(Raw records)
——

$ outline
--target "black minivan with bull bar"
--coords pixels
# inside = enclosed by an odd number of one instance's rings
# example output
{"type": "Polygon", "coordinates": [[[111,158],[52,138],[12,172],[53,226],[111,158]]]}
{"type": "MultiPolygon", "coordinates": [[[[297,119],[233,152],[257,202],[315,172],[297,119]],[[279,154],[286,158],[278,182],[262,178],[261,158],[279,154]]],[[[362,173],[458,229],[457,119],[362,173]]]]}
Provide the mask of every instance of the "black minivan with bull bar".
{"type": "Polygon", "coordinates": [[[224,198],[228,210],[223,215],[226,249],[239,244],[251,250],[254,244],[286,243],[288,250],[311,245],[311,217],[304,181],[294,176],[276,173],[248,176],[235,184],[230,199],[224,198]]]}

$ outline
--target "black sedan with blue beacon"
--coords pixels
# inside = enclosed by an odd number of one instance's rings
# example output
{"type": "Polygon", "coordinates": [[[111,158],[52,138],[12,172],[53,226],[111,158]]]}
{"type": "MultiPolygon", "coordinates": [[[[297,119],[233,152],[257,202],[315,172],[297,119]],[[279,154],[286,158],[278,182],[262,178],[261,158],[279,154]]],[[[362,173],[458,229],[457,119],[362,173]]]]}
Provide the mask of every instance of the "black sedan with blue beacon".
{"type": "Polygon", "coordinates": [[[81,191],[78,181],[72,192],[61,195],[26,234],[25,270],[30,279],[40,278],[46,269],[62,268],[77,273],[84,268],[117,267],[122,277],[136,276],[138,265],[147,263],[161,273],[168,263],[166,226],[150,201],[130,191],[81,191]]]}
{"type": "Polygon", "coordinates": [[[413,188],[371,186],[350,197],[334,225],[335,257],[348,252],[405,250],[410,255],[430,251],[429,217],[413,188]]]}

——

Locate every line of the records above that contains the string "type", and copy each of those lines.

{"type": "Polygon", "coordinates": [[[111,158],[52,138],[12,172],[53,226],[111,158]]]}
{"type": "MultiPolygon", "coordinates": [[[[297,119],[233,152],[257,202],[315,172],[297,119]],[[279,154],[286,158],[278,182],[262,178],[261,158],[279,154]]],[[[362,173],[458,229],[457,119],[362,173]]]]}
{"type": "Polygon", "coordinates": [[[224,198],[228,210],[223,215],[226,249],[239,244],[251,250],[254,244],[286,243],[288,250],[311,245],[311,217],[304,181],[294,176],[276,173],[248,176],[235,184],[230,199],[224,198]]]}
{"type": "Polygon", "coordinates": [[[111,158],[52,138],[12,172],[53,226],[111,158]]]}
{"type": "MultiPolygon", "coordinates": [[[[297,119],[233,152],[257,202],[315,172],[297,119]],[[279,154],[286,158],[278,182],[262,178],[261,158],[279,154]]],[[[362,173],[458,229],[457,119],[362,173]]]]}
{"type": "Polygon", "coordinates": [[[81,191],[78,181],[72,192],[61,195],[26,234],[25,270],[30,279],[40,278],[46,269],[62,268],[77,273],[84,268],[117,267],[122,277],[136,276],[138,265],[147,263],[161,273],[168,263],[166,226],[150,201],[130,191],[81,191]]]}
{"type": "Polygon", "coordinates": [[[413,188],[371,186],[350,197],[334,225],[335,257],[348,252],[405,250],[410,255],[430,251],[429,217],[413,188]]]}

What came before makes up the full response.